_What this exercise asks:_
a) According to the discussion of prognostic factors in tongue cancer, why was lymphocytic host response left out of the study's final analysis?
b) Extend the discussion of prognostic factors in tongue squamous cell carcinoma, picking up after its final sentence.

_Text under study:_
........

Multiple parametric studies done by Almangush to analyse the risk assessment of HPE factors, revealed that DOI more than 4 mm and WPOI are highly prognostic for overall survival in tongue SCC [7, 24]. However, neither DOI nor WPOI were suitable prognosticators for local recurrence in a recent report on 126 cases of lymph node-negative (pN0) oral tongue SCC. Tumor bed margin status (positive vs. negative) and other parameters (e.g., pattern and DOI) did not correlate with local recurrence [25]. Results of our study were like those of Almangush, in that DOI > 10 mm and WPOI can be used as prognostic markers irrespective of margin status.

The association of lymphocytic host response (LHR) with survival in tongue cancers has been proven to be significant in a few studies [26], but not always statistically significant [4]. A major drawback of LHR is inter–observer variability [7]. Since a wide range of inter – observer variability was present during analysis for LHR in our study, it was not included in the final analysis.

Bello et al. showed that high occurrence of cancer-associated fibroblasts, illustrated by smooth muscle actin on immunohistochemistry, is predictive of poor prognosis in tongue SCC [27]. Other factors such as hypoalbuminaemia and elevated C reactive protein are prognosticators in OSCC, which are potential field of future research [26].

To assess the prognostic efficacy of OSCC, predictive models including multiple histological parameters were proposed by Bryne et al. in 1989. He included degree of keratinization, nuclear polymorphism, number of mitoses, pattern of invasion and leukocyte infiltration to assess the prognosis of OSCC [9, 28]. This was the basis of the classic prognostic histological risk scoring assessment proposed by Brandwein – Gensler, validated as a constant outcome prognostic predictor for OSCC [29]. A study done by Li et al., [12] to assess the prognostic efficiency of Brandwein-Gensler model with 299 patients with early stage OCSCC revealed that the probability of developing locoregional recurrence is 42% in patients with WPOI type 5. This substantiates the model proposed by Brandwein et al. But none of the scoring systems are universally accepted because of variation of inter observer assessment and less reproducible parameters [30]. Our study supports the use of the Brandwein-Gensler model, as we found that patients with WPOI types 4 and 5 showed higher recurrence rates of 53.74% and 59.1% and OS of 62% and 54.4%, respectively compared to the lower risk WPOI group.

........

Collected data
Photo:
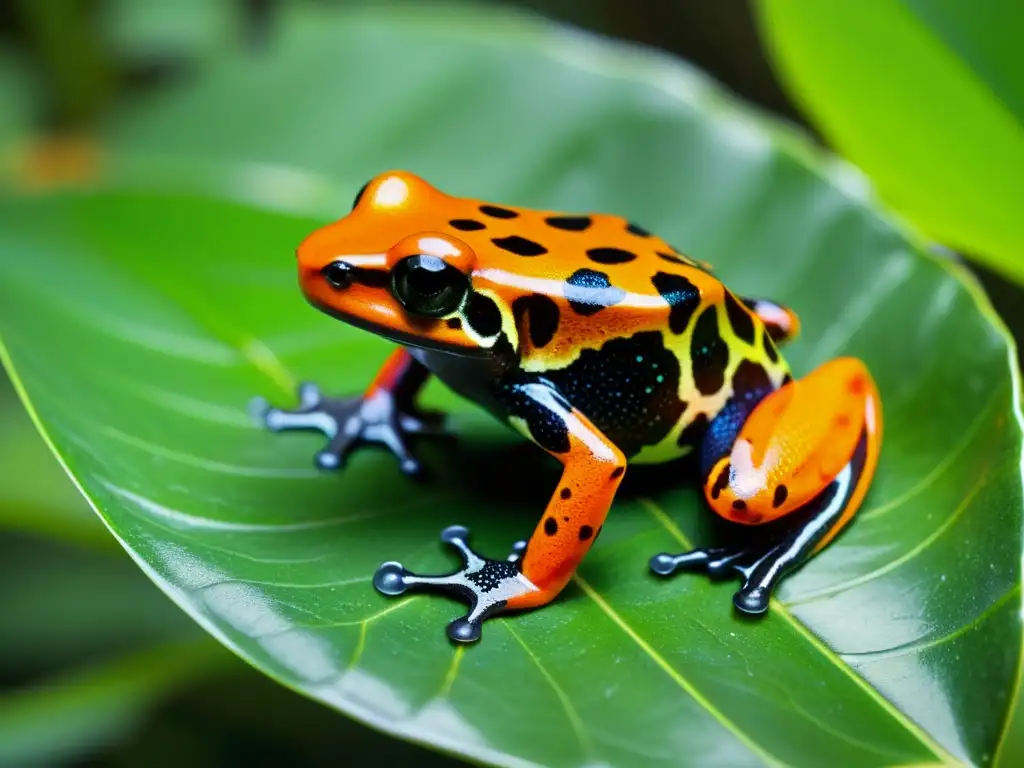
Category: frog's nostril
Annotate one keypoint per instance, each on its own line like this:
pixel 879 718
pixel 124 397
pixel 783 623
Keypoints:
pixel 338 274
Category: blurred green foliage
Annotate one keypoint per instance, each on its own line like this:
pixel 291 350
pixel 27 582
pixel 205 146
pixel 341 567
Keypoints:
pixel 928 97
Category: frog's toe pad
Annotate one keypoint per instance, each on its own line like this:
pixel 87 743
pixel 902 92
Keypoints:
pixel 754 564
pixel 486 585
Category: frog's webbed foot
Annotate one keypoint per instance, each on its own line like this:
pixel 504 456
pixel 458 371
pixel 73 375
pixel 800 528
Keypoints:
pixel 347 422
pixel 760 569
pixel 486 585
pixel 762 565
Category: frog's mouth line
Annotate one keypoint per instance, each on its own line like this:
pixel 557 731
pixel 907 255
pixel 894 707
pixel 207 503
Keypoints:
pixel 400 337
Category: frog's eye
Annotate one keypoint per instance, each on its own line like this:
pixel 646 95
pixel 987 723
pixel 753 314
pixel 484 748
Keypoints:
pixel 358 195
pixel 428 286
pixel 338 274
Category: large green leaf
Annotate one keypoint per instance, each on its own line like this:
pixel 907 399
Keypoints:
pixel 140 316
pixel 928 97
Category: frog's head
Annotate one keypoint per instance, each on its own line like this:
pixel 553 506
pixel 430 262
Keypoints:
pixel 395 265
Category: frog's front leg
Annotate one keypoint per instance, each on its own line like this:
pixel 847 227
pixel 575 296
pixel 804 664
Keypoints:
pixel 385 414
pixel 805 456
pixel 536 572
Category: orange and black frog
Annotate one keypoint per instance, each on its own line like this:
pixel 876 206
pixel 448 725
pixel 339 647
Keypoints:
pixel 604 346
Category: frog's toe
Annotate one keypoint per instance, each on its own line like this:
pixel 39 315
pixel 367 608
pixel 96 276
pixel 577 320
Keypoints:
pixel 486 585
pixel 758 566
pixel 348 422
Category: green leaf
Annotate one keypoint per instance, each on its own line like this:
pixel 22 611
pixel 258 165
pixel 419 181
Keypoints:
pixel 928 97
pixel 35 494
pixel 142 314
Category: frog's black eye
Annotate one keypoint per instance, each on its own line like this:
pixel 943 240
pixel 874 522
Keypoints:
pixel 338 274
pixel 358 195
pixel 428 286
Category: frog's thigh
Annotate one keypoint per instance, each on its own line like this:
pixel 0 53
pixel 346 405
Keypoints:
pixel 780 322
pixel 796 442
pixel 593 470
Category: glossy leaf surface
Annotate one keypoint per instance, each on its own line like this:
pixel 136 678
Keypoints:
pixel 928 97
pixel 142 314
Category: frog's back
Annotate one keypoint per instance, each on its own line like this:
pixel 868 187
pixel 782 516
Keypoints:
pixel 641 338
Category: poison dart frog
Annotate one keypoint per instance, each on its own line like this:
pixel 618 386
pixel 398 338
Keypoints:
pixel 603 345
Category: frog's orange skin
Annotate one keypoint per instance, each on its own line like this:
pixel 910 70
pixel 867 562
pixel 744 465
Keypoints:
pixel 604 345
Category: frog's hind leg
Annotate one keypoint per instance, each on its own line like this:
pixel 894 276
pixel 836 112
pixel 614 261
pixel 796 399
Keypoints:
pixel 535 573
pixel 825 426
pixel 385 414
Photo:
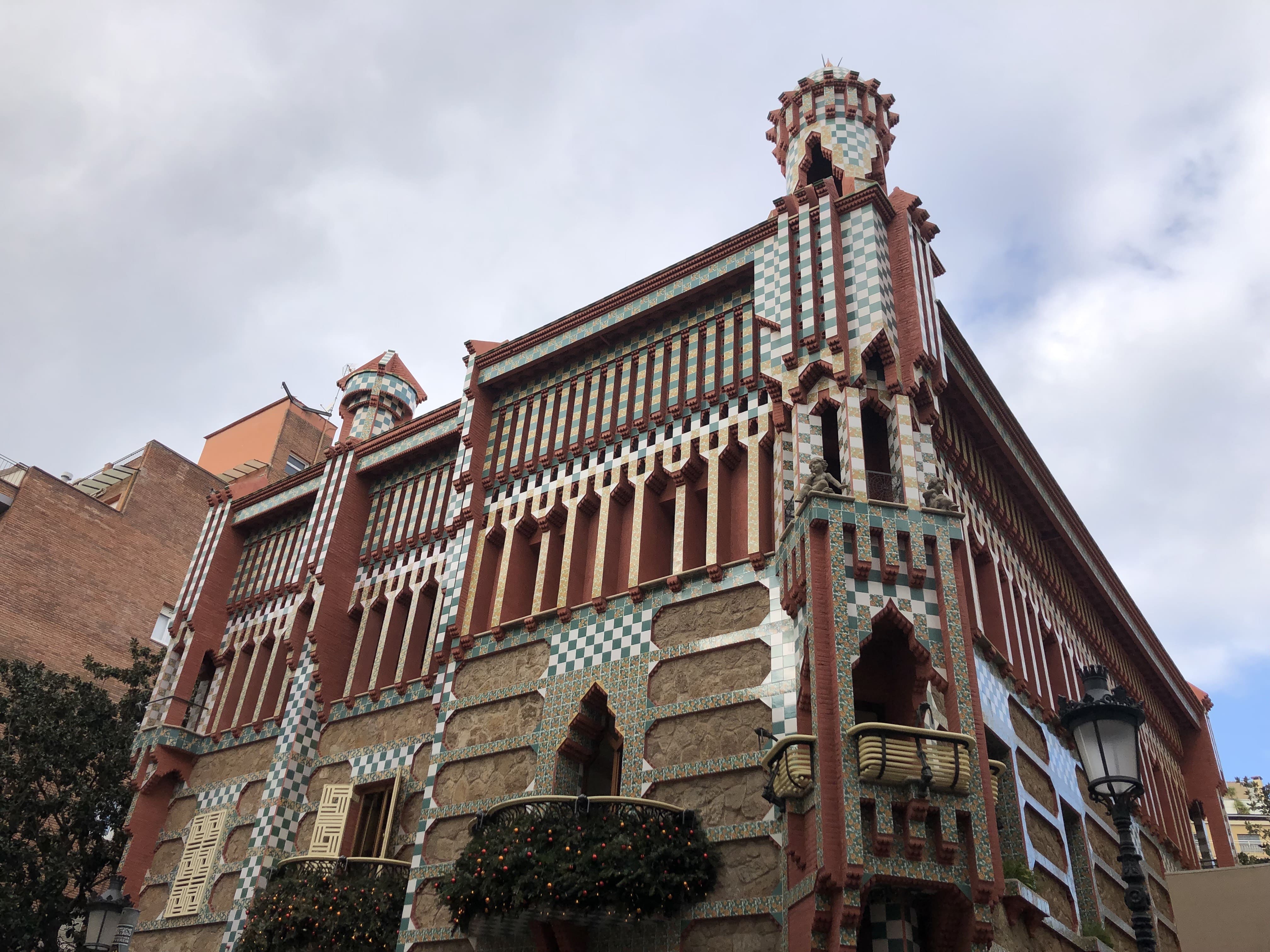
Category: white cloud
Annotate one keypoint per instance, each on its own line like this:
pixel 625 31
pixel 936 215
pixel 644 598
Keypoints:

........

_Expected results:_
a) There was a wide range of inter-observer variability when it was analyzed.

b)
A meta-analysis performed by Abu-Ghanem et al. showed that even though elective neck dissection can significantly reduce the rate of regional recurrence and improve DFS in early (T1, T2) oral tongue SCC, the OS remains the same [31]. In patients with high grade of WPOI and DOI more than 4 mm, elective neck dissection is proposed to improve prognosis, [18, 32] thus illustrating the impact of inclusion of WPOI to individualize treatment strategies. In the present study, in early OSCC, a WPOI of either type 4,5 and/or presence of LVI were predictive of occult nodal metastasis. Therefore, WPOI can guide the decision to perform elective neck dissection in these patients.

The value of WPOI to predict nodal metastasis and prognosis in HNSCC has been studied in the western population, but robust data has been lacking from the South Asian subcontinent. The strength of our study is that this is one of the very few studies to our knowledge with comprehensive analysis of WPOI in relation to both LNM and prognosis in the Indian subset of population. Also, WPOI has been categorized based on the gold standard, final histopathology specimen rather than on preoperative biopsies in other studies [11], and analyzed by two pathologists, increasing the precision of our study. Our study is limited by the limited follow-up, and a longer follow-up might show greater predictive value of WPOI in OSCC.

Conclusion

Analysis of WPOI is mandatory for reporting of all resected histopathological specimens of OSCC. High-risk WPOI has high propensity and is an independent predictor for LNM, early recurrence and poor DFS and OS irrespective of margin status and other parameters. Incorporation of WPOI into TNM staging is warranted and can help the clinician to prognosticate and assess the need for adjuvant therapy.